■ **TASK PROMPT**: Go through the data below and copy it exactly, skipping every picture.
AVAILABLE DATA START
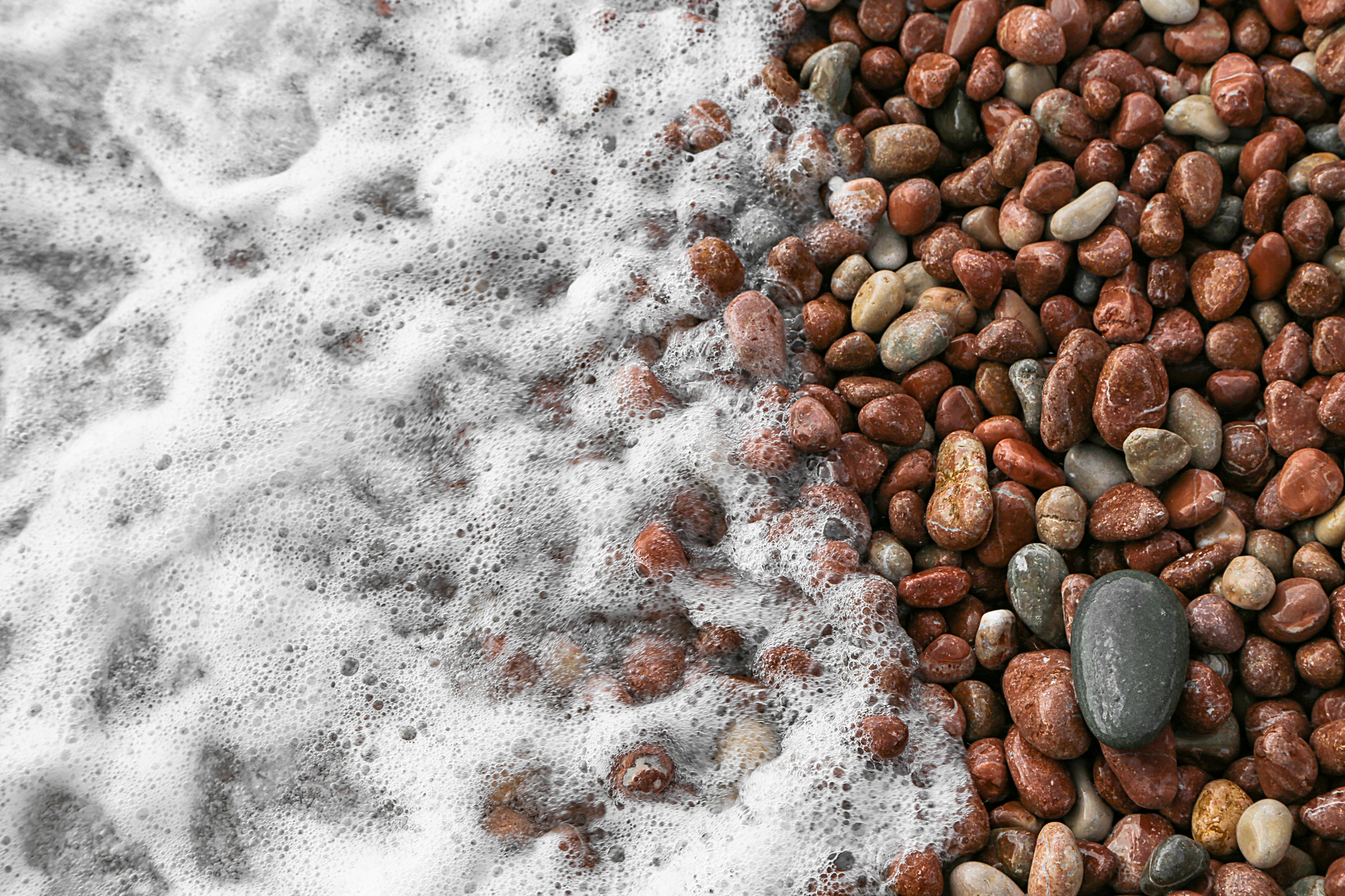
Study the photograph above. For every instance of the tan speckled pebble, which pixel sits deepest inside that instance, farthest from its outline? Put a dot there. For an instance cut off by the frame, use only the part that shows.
(1264, 833)
(1214, 821)
(1248, 584)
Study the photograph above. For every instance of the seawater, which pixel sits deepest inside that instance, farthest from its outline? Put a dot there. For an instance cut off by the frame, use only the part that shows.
(309, 317)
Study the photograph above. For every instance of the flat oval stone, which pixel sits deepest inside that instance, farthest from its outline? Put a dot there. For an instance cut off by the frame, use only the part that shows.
(1084, 214)
(1091, 469)
(1028, 378)
(1173, 863)
(1129, 654)
(1196, 117)
(1036, 574)
(1310, 885)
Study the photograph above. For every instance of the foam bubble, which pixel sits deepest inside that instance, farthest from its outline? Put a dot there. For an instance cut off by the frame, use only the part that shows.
(319, 498)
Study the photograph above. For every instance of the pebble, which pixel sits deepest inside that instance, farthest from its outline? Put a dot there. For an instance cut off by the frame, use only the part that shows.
(957, 121)
(1061, 517)
(1247, 584)
(1084, 214)
(1195, 116)
(1091, 469)
(1264, 833)
(1091, 816)
(1227, 222)
(1155, 456)
(1028, 377)
(1325, 139)
(887, 247)
(1173, 863)
(917, 280)
(1170, 12)
(978, 879)
(1087, 286)
(1057, 870)
(1191, 417)
(889, 557)
(1214, 820)
(877, 303)
(1130, 649)
(1025, 82)
(1329, 528)
(900, 151)
(1034, 578)
(1310, 885)
(829, 79)
(914, 339)
(1215, 748)
(848, 50)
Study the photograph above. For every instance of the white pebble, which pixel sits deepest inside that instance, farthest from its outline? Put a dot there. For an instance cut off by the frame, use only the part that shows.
(888, 247)
(1170, 12)
(1196, 116)
(1264, 833)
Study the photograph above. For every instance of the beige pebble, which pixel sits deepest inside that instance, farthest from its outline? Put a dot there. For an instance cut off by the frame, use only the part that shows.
(1247, 584)
(1214, 821)
(1264, 833)
(877, 303)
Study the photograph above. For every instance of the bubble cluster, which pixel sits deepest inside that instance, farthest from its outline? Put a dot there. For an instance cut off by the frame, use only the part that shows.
(322, 473)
AVAILABLE DATA END
■ **SOLUTION**:
Study the photograph above. For every instance of the tan speckled pebble, which pixel sits deepest inside that instance, farthest from its outline? Put a dot there. For an instance cut off by the frame, use only the part that shows.
(1264, 833)
(1214, 821)
(1248, 584)
Study the photograph above. For every instance of the seawater, which pixel sits deepest inside that instance, farthest from its outline? Put a dot there. For an instance cut off by the frame, use only the part that shows.
(309, 317)
Study the photograph above. For every instance of the flat oval stone, which pixel sits deepest inside that instance, farthest from its outline? Put a dot there. For an instance cut off by the frame, use only the part that shows.
(1084, 214)
(1091, 469)
(1028, 378)
(1173, 863)
(1129, 654)
(1196, 117)
(1036, 574)
(1310, 885)
Study the photograph above. For every instance of the foam bubble, which pixel sits deepest inside that instance, farthest from its outline? Put a dot there. For an instance cut off by the frame, use only the part that shows.
(319, 498)
Study the photograph above. For every instance of the pebble, which pixel sits deepest inside that instance, farthest from its outline? Put a dot there. For an instance cut off by the frame, use only the part that shows.
(957, 121)
(1061, 517)
(1247, 584)
(1084, 214)
(1195, 116)
(1091, 469)
(1264, 833)
(1091, 816)
(1227, 222)
(1155, 456)
(1028, 377)
(1325, 139)
(887, 247)
(1173, 863)
(917, 280)
(1170, 12)
(978, 879)
(1087, 286)
(1057, 870)
(1191, 417)
(889, 557)
(1214, 820)
(877, 303)
(1130, 649)
(1025, 82)
(1329, 528)
(900, 151)
(1034, 578)
(1310, 885)
(829, 79)
(914, 339)
(1215, 748)
(848, 50)
Study the photograph above. For every instance of the white pebble, which pixel sits deepest inside that instance, farthest from its outline? Put a dot there. For an instance cut off by the frame, use only the part that shows.
(888, 247)
(1170, 12)
(1196, 116)
(1264, 833)
Study the photograph above. For every instance of the beige pebble, which pixel sits deepest inside that instance, farthest from its outline? Put a dot there. For an instance cut off by the frame, use only the part that shows.
(1247, 584)
(1214, 821)
(1264, 833)
(877, 303)
Study the photograph above. For every instance of the bubble cluster, which pixel sits deepest inside that instance, farthest from its outline? Put a dot there. For an instance cut off by the frame, use only the part that shows.
(322, 473)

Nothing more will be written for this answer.